> WHAT TO WORK ON
Copy every entry below exactly, and keep out the pictures.
[[ DATA EXCERPTS, beginning ]]
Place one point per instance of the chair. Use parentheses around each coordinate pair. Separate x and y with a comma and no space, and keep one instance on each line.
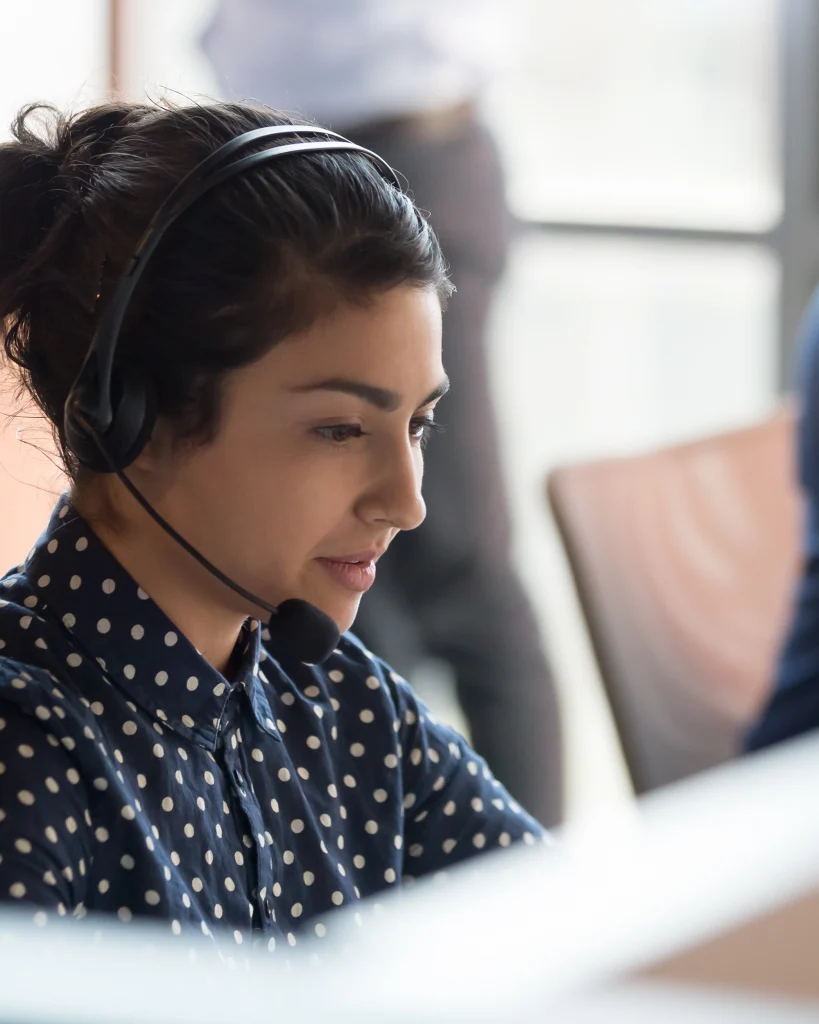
(30,480)
(685,560)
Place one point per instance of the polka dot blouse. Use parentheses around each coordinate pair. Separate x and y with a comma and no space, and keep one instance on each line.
(136,780)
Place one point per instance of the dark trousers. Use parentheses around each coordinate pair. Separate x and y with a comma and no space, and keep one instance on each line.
(447,589)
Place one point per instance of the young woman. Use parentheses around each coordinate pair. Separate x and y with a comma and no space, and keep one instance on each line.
(159,756)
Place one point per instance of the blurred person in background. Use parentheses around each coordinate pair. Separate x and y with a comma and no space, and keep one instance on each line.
(403,78)
(793,706)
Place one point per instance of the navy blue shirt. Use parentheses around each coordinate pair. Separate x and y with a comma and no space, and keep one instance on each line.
(793,707)
(135,779)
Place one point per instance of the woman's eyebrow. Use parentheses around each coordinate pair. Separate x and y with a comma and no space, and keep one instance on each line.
(383,398)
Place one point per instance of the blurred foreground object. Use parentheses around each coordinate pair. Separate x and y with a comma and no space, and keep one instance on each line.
(684,561)
(701,900)
(793,708)
(403,78)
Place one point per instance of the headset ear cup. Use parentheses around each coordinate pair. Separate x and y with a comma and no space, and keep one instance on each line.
(134,415)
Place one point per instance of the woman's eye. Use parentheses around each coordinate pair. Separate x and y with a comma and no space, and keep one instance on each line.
(422,428)
(341,432)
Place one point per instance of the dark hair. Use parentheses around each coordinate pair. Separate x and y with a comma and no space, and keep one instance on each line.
(256,259)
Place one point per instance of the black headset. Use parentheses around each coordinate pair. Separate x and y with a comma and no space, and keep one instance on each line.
(111,411)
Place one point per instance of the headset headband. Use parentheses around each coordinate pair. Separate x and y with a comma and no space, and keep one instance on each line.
(89,404)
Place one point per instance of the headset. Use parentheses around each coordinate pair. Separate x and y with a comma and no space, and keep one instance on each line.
(111,410)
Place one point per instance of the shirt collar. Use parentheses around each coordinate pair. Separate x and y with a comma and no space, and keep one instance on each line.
(78,583)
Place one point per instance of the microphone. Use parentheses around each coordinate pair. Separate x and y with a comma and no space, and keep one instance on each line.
(297,628)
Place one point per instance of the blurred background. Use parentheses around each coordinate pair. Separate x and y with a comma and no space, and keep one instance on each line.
(662,170)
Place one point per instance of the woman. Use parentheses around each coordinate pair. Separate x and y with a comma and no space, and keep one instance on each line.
(160,757)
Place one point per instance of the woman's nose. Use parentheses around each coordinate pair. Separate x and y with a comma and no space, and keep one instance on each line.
(397,498)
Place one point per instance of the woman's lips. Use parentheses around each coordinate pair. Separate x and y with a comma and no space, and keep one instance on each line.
(355,576)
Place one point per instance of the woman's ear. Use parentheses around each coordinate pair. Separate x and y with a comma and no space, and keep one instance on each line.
(156,457)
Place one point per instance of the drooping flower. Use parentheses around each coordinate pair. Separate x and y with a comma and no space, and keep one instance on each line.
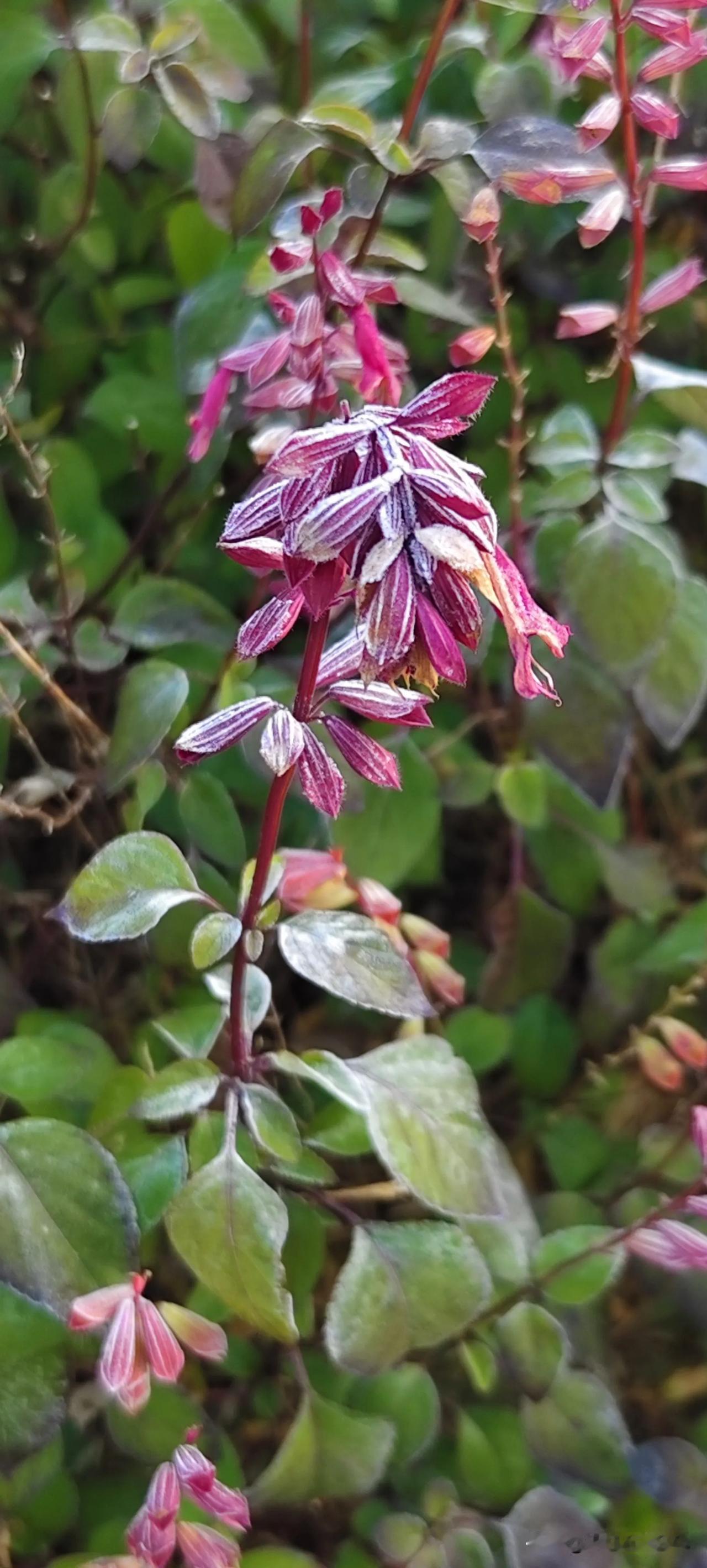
(141,1340)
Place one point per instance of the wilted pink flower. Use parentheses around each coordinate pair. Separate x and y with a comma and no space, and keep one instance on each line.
(582,321)
(685,175)
(673,286)
(599,121)
(599,220)
(656,115)
(483,217)
(472,345)
(140,1341)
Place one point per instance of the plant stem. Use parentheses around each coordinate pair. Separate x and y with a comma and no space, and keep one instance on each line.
(240,1040)
(411,111)
(516,381)
(631,327)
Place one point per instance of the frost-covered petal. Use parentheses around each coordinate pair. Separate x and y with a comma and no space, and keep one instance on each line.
(364,756)
(221,730)
(283,741)
(270,625)
(320,778)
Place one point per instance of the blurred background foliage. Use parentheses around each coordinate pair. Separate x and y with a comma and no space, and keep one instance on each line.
(565,849)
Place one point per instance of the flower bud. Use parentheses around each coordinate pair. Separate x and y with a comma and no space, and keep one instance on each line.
(483,217)
(471,347)
(599,220)
(582,321)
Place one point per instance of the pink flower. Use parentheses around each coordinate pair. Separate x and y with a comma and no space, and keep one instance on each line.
(673,286)
(140,1341)
(582,321)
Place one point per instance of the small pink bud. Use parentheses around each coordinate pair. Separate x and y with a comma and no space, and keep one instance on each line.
(197,1333)
(599,220)
(582,321)
(440,977)
(483,217)
(684,1042)
(700,1131)
(378,900)
(425,935)
(659,1067)
(471,347)
(685,175)
(673,286)
(599,121)
(204,1548)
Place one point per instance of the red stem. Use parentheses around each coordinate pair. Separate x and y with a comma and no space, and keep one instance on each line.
(413,107)
(240,1040)
(631,328)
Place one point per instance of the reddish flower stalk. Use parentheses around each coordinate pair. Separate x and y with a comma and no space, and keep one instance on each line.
(411,112)
(516,381)
(632,314)
(240,1040)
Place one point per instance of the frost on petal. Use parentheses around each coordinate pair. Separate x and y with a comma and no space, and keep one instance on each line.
(163,1352)
(364,756)
(320,778)
(283,741)
(438,642)
(204,1548)
(270,625)
(382,701)
(221,730)
(118,1354)
(336,520)
(447,405)
(150,1540)
(96,1308)
(162,1499)
(391,618)
(195,1332)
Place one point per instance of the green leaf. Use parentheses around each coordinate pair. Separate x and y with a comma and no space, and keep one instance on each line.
(673,688)
(229,1226)
(70,1068)
(272,1123)
(480,1037)
(151,697)
(212,821)
(66,1217)
(410,1399)
(328,1452)
(128,888)
(187,99)
(162,611)
(350,956)
(577,1429)
(635,497)
(521,789)
(268,170)
(388,838)
(212,938)
(576,1283)
(403,1288)
(179,1090)
(32,1376)
(534,1344)
(621,585)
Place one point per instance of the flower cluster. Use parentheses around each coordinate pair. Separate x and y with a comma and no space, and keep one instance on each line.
(141,1338)
(371,510)
(305,364)
(319,880)
(157,1533)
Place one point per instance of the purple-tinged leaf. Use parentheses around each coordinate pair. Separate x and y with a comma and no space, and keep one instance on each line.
(221,730)
(364,756)
(283,741)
[[ DATA EXCERPTS, end ]]
> RESULT BELOW
Place one point per instance of the chair. Use parentheses around each coordinate pair. Separate x and y with a comma and no space, and keep one instance on each line.
(30,480)
(685,560)
Place one point per instance of the polka dot blouse. Use parentheses around each coordinate pair. Separate x and y with a comma and no space, and keep one instance on each line.
(136,780)
Place one point per instance of the dark trousers. Use parentheses around each coordinate pair. Separate x and y with a comma and no space, and keep one instance on each line.
(447,589)
Place one point per instance of the young woman. Use parentheses around each coordinate pair. Separate x and y with a comma and no space, and keep one instance on each line.
(159,756)
Place one point per instance of the blurred person in background. Use parentheses around each coordinate pair. Separate x and y with a comma and no space, and keep one instance on each line.
(403,78)
(793,706)
Place one point per instance of the navy blue shirt. Use parentheses around each coordinate pair. Separate x and y with a comma and no space, and keep one instance on each line.
(793,707)
(135,779)
Place one point per instance of the woman's eyebrow. Use parentheses around each coordinate pair. Separate x and y with a comma and no space, and keep one instance on each line.
(383,398)
Place one point per instance of the blurred foreground object. Use parentheses around each coordinate pair. Separate x and y with a comma and no space, and keep one instance on each line.
(684,561)
(701,900)
(793,708)
(403,78)
Place one point per instance of the headset ear cup. Use parentheses around each coordinate pair. Separate x and y with a comma and no space, and keep one instance on each line.
(134,415)
Place one point per instance of the woman's eye. Use parentheses around each coordinate pair. Separate x and y with a comma and no space, and keep one instance on each line.
(422,428)
(341,432)
Place one point per instance of the dark hair. Use parentheses around each coordinate pair. Separate x and y with a comma and no space, and keep one instance on each line.
(256,259)
Place one point per instance of the black headset. Use parentheses around each coordinate pair. Separate x and y with a comma and no space, and keep one instance on each line.
(111,411)
Place one point per instance of the headset headband. Use parentheses around each coordinate pair. Separate x and y with a comma and no space, and keep one instance on each line.
(89,404)
Place one point per instance of the headset. Use parentheses around each coordinate pair. Separate x and y with a comma and no space, and keep one instance on each line.
(111,410)
Place one point per instance of the shirt collar. Use parentheses around each coordinate pair. Separate x and y with a comma and no space, and keep one instance on each line.
(78,583)
Place one point per instance of the microphone. Use parentheses around each coordinate pair. Separate x and y with a comma and no space, and keep one instance on each line.
(297,628)
Place one point per instance of the blurred background. Use parentheses around each coordinate pair. Separate x and y with a comma and no space, and keep one instance on each line.
(662,170)
Place one point per instance of the woman. Use parentheses around each coordinate pair. Separate x and y with a comma and no space, and keep one instance on each line.
(160,757)
Place one point per instance of the woman's nose. Use parentheses around each coordinate pair. Separate x and y with a comma and no space, and keep one instance on each line.
(397,498)
Place one point per instance of the woman's lips. Use parentheses around each coordinate pair. Separate x and y with a comma and no space, and keep one instance on each line.
(355,576)
Place one point per instance of the woman's ear. Use parentheses around each coordinate pair. Separate x and y with a comma and no space, and keep one instance on each line.
(156,457)
Place one point per instance of the drooping flower. Use parentheses around each coordinate pair. Separate x and y with a comma and no space, and keep one instance on each line.
(141,1340)
Place one point per instance of the wilted pink flower. Use parentheses around each coordinate pair. Separate x and y with a comma and no space, and keep one instance on each line.
(582,321)
(685,175)
(673,286)
(599,121)
(599,220)
(656,115)
(483,217)
(472,345)
(140,1341)
Place one point per instance of the plant stem. Use parentheses around each coordinate pair. Separate x and y with a comma and no space, and keep one instance on each line.
(240,1040)
(411,111)
(516,381)
(631,327)
Place one point per instance of the frost-covered petal. Use parentheses around each coordinate pair. Separate x and y with a comma and no space, and keep one instance on each line.
(364,756)
(221,730)
(283,741)
(270,625)
(320,778)
Place one point per instance of the blurred background foliage. Use parentheses around each coordinate pair. Separate x and y with a comma and no space, and keep one instance on each line.
(565,849)
Place one point per instance of the flower bud. Use parentheses around each coordinate pair. Separate x and y with a comma and no space, and keep one instance on each line.
(483,217)
(471,347)
(599,220)
(582,321)
Place one point per instance of the pink flower. Use parentheses around each coordinate pair. Separate x and y with a comma and no space, and keep one instance on each line.
(673,286)
(140,1341)
(582,321)
Place one point per instance of the small pink bud. Use parentheses around each coordinate pair. Separate x and y with a comma and no space, and keep one instance on each line.
(197,1333)
(599,220)
(582,321)
(440,977)
(483,217)
(684,1042)
(700,1131)
(378,900)
(425,935)
(659,1067)
(471,347)
(685,175)
(673,286)
(599,121)
(204,1548)
Place one point per instance of the red stem. Use parentheses around each coordinate pair. Separate x and y with a comma and no space, and keep one instance on each line.
(413,107)
(240,1040)
(631,328)
Place one point per instance of the reddish flower stalk. Use parentheses around each coordinate pair. Separate x and y with a comma and no space, and keep one instance on each line.
(411,112)
(516,381)
(632,314)
(240,1040)
Place one point per instance of the frost on petal. Use parentheses around each coordinate pair. Separate x and y with a comma and no space, and keep one instance on each line.
(163,1352)
(364,756)
(320,778)
(283,741)
(438,642)
(204,1548)
(270,625)
(382,701)
(221,730)
(118,1354)
(336,520)
(447,405)
(150,1540)
(96,1308)
(162,1499)
(391,618)
(195,1332)
Place one point per instance of the green leaf. Use parentheses around each coordinate pair. Separate x and y with a comma and no space, and keep one instance on each line.
(673,688)
(229,1226)
(70,1068)
(272,1123)
(480,1037)
(151,697)
(212,821)
(66,1217)
(410,1399)
(328,1452)
(128,888)
(187,99)
(162,611)
(350,956)
(577,1429)
(635,497)
(521,789)
(268,170)
(388,838)
(212,938)
(576,1283)
(403,1288)
(179,1090)
(32,1376)
(534,1344)
(621,585)
Place one point per instance of the flower cluster. Use parentheses around each coordinate pair. Separate x and y with a comma and no space, and keep one instance on each line.
(141,1338)
(371,510)
(305,364)
(319,880)
(157,1533)
Place one point per instance of the purple-tinged leaf. Use parentheses around each coordinate pair. Separate x and y with a comma and no space, and keep one instance on each line.
(221,730)
(364,756)
(283,741)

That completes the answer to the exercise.